É noite de segunda-feira. No Clube Ferroviário, em Santa Apolónia, os alunos vão chegando à sala com janelas abertas para o Tejo. Mudam de sapatos e começa mais uma aula de tango. Ao som de Donato, di Sarli, Canaro e das orquestras de outros grandes maestros, vão-se trocando os pares, praticando passos e aquecendo os movimentos. Segue-se o ensino da técnica do tango. Graciana mostra como fazer ocho atras, seguido de boleo. Os movimentos são explicados e decompostos na sua menor fracção para que os alunos percebam a forma correta de abraçar, como manter o equilíbrio no seu eixo ou dissociar as pernas do tronco.
Há oito anos que os professores argentinos Graciana Romeo e Juan Capriotti assumiram a propriedade e a gestão da escola Lisboa em Tango, que descrevem como “um espaço para a exploração, prática e aprendizagem da dança de tango argentino”. No ensino da “dança do abraço”, mais do que a coreografia, privilegiam as ferramentas da linguagem do tango que possam ser aplicadas no baile social (milonga), mediante a improvisação sugerida pela música.

^^^^^^^^^^^^^^^^

Complete o seguinte:
1: Reescreva o trecho do texto desde "É noite de segunda-feira." até "pernas do tronco.", inclusive, trocando "Tejo" por "rio".
2: Segundo o texto, há quantos anos Graciana Romeo e Juan Capriotti assumiram a propriedade e a gestão da escola Lisboa em Tango?
Baseie-se apenas no texto para responder.

Dados fornecidos:
^^^^^^^^^^^^^^^^

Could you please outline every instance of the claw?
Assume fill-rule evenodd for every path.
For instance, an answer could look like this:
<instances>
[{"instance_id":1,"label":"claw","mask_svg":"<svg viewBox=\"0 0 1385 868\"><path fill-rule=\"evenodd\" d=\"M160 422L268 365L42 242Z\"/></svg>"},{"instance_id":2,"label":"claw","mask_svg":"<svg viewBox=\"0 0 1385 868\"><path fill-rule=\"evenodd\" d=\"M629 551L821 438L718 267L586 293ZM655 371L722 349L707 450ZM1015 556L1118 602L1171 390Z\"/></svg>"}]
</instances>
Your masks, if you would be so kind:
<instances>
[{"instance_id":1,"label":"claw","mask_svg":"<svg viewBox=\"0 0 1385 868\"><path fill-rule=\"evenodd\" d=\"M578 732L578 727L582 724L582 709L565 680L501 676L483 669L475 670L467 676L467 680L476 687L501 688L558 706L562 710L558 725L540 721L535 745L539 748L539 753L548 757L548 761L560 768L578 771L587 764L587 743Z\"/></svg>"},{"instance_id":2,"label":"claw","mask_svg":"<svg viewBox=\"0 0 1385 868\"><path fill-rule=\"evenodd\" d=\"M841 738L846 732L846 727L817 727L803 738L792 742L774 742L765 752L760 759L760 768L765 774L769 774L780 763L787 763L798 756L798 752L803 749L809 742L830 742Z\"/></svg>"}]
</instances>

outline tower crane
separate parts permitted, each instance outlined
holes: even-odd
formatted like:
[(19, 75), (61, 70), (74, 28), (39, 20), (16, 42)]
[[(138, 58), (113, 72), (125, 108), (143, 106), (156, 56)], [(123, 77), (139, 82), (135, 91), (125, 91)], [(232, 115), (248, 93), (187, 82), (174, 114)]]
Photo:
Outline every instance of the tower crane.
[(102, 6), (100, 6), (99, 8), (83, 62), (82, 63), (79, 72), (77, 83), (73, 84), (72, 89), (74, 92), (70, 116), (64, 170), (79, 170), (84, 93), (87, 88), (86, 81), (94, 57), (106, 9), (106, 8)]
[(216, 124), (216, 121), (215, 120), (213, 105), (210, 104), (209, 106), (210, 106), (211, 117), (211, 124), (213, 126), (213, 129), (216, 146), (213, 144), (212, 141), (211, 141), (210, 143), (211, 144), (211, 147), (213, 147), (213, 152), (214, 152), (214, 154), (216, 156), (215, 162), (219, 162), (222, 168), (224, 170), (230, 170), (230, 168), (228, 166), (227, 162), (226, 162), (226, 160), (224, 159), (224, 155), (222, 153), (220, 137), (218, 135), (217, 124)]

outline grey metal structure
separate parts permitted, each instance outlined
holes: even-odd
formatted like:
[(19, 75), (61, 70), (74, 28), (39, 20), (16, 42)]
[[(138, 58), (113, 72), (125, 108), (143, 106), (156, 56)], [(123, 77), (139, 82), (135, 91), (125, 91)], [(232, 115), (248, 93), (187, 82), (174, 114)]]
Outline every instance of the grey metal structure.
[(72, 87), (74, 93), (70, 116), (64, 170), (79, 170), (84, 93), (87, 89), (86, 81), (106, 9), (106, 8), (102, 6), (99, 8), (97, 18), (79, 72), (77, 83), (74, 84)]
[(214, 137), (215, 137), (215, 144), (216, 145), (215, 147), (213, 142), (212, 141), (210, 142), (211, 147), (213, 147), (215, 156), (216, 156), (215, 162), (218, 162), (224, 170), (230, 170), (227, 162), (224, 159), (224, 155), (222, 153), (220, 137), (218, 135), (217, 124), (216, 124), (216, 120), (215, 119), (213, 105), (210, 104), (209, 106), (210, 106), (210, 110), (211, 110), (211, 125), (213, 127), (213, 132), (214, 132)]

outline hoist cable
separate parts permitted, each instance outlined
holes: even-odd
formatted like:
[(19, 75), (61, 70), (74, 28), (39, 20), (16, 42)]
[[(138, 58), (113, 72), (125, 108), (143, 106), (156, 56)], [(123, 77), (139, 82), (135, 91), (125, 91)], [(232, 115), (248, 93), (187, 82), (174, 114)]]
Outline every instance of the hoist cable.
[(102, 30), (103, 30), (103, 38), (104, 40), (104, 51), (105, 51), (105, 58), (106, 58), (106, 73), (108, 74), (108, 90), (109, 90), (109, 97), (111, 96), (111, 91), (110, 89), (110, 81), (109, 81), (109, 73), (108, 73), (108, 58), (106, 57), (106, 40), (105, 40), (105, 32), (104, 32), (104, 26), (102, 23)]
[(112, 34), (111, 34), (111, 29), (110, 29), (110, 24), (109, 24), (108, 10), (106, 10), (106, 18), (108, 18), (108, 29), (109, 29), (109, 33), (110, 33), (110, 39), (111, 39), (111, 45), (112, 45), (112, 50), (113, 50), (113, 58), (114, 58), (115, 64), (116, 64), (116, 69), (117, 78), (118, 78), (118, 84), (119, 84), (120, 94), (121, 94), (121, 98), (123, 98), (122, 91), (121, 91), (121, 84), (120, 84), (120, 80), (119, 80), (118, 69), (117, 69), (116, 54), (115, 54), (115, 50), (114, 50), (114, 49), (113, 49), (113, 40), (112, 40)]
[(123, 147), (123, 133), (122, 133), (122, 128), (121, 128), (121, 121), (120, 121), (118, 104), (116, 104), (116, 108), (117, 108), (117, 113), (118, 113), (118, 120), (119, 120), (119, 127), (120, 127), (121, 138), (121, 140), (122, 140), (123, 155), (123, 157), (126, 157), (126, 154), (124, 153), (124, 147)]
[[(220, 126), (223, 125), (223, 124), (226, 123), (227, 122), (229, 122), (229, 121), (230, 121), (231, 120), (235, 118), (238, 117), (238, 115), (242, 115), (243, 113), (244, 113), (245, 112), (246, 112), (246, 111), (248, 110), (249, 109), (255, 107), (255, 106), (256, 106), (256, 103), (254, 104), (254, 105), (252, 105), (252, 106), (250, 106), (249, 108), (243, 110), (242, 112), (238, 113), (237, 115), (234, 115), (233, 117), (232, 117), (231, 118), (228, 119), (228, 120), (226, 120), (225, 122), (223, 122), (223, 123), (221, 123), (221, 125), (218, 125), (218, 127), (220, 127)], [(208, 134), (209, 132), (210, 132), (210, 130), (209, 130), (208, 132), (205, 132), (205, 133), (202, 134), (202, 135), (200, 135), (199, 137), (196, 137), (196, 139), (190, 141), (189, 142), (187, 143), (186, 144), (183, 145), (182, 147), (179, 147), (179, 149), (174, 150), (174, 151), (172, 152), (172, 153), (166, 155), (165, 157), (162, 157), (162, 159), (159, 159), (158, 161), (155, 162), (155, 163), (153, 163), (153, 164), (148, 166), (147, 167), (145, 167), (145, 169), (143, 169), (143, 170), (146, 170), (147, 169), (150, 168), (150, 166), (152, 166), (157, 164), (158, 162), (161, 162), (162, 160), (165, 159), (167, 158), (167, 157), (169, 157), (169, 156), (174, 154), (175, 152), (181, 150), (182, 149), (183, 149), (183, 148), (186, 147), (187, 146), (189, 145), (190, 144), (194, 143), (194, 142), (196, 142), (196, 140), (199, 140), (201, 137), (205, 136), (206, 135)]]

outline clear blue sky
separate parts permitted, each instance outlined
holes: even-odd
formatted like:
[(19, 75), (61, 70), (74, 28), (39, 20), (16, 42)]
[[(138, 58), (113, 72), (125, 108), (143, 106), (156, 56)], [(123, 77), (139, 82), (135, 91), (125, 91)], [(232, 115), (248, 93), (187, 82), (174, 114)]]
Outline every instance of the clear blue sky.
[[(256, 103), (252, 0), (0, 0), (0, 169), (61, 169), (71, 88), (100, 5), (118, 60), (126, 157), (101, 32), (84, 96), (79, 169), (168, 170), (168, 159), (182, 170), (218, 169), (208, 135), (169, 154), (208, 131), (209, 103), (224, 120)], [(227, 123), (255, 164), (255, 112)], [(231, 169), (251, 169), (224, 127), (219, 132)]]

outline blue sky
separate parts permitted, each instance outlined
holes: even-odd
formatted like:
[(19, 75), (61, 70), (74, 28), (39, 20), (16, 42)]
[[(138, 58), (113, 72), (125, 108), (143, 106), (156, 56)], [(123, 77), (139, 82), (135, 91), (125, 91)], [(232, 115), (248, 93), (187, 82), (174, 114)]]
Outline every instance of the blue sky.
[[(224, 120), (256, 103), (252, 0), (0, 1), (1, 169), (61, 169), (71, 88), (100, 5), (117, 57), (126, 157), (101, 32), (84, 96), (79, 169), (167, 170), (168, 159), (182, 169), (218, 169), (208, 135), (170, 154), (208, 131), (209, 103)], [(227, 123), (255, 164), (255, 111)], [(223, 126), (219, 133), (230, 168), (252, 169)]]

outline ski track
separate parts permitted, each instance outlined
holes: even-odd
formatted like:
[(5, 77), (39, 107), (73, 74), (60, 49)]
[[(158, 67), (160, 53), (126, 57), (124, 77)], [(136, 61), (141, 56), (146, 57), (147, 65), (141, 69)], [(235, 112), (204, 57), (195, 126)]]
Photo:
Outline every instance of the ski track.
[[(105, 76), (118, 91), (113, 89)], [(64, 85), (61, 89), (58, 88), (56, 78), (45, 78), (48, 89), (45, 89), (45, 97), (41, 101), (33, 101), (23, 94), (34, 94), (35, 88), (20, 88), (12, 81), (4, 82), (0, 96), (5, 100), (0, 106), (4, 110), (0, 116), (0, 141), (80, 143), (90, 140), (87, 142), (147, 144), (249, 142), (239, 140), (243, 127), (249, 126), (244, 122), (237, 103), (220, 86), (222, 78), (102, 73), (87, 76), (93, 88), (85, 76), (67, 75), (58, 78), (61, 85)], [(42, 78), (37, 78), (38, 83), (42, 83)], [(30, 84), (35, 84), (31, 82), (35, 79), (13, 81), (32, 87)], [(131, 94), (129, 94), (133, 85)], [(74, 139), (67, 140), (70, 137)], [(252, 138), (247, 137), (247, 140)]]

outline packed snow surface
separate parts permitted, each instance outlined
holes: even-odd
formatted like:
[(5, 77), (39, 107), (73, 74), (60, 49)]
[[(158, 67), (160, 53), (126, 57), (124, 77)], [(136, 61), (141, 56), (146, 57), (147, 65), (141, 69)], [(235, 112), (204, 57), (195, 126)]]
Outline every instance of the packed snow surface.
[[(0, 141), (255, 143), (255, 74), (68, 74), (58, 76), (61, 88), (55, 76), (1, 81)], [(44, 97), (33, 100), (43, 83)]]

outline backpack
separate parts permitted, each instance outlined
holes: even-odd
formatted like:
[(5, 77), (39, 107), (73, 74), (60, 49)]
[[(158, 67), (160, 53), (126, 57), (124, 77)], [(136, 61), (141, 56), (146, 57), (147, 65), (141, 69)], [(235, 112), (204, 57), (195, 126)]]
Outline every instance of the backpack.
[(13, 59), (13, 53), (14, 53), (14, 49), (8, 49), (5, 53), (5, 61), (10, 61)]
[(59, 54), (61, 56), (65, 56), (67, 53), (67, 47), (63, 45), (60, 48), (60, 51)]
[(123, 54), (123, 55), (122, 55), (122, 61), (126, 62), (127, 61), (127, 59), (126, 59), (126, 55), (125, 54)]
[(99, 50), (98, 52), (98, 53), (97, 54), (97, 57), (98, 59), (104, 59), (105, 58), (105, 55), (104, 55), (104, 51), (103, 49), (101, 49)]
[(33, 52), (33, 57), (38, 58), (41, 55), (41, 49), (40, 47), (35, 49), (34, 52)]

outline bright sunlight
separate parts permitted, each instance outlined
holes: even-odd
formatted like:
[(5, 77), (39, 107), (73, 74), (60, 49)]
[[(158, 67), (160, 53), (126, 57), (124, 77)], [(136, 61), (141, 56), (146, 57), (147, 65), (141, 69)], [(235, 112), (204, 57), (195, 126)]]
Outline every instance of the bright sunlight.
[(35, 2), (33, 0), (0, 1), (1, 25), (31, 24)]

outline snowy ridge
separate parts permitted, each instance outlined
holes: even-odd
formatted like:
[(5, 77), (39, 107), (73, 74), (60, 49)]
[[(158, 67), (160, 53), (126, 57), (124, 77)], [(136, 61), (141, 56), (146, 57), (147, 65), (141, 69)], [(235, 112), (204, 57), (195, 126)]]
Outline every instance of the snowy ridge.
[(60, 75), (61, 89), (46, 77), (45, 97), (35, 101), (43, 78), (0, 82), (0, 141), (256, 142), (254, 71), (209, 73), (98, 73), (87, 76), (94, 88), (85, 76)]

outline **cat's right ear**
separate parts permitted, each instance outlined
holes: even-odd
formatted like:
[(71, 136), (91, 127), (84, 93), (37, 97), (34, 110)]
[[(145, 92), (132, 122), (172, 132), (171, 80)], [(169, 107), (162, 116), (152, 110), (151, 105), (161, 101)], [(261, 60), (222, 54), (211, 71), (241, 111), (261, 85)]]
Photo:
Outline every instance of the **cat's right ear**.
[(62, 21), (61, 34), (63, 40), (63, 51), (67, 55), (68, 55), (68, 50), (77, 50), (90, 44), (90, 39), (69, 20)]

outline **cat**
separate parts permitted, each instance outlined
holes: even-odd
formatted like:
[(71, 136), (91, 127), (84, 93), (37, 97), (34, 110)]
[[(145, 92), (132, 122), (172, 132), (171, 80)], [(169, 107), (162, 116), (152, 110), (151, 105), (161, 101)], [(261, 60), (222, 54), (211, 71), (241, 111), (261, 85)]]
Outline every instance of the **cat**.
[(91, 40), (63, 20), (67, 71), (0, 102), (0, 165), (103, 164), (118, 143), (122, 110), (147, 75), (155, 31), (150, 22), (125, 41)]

^^^^^^^^^^^^^^^^

Respostas do exercício:
1:
É noite de segunda-feira. No Clube Ferroviário, em Santa Apolónia, os alunos vão chegando à sala com janelas abertas para o rio. Mudam de sapatos e começa mais uma aula de tango. Ao som de Donato, di Sarli, Canaro e das orquestras de outros grandes maestros, vão-se trocando os pares, praticando passos e aquecendo os movimentos. Segue-se o ensino da técnica do tango. Graciana mostra como fazer ocho atras, seguido de boleo. Os movimentos são explicados e decompostos na sua menor fracção para que os alunos percebam a forma correta de abraçar, como manter o equilíbrio no seu eixo ou dissociar as pernas do tronco.

2: Há oito anos.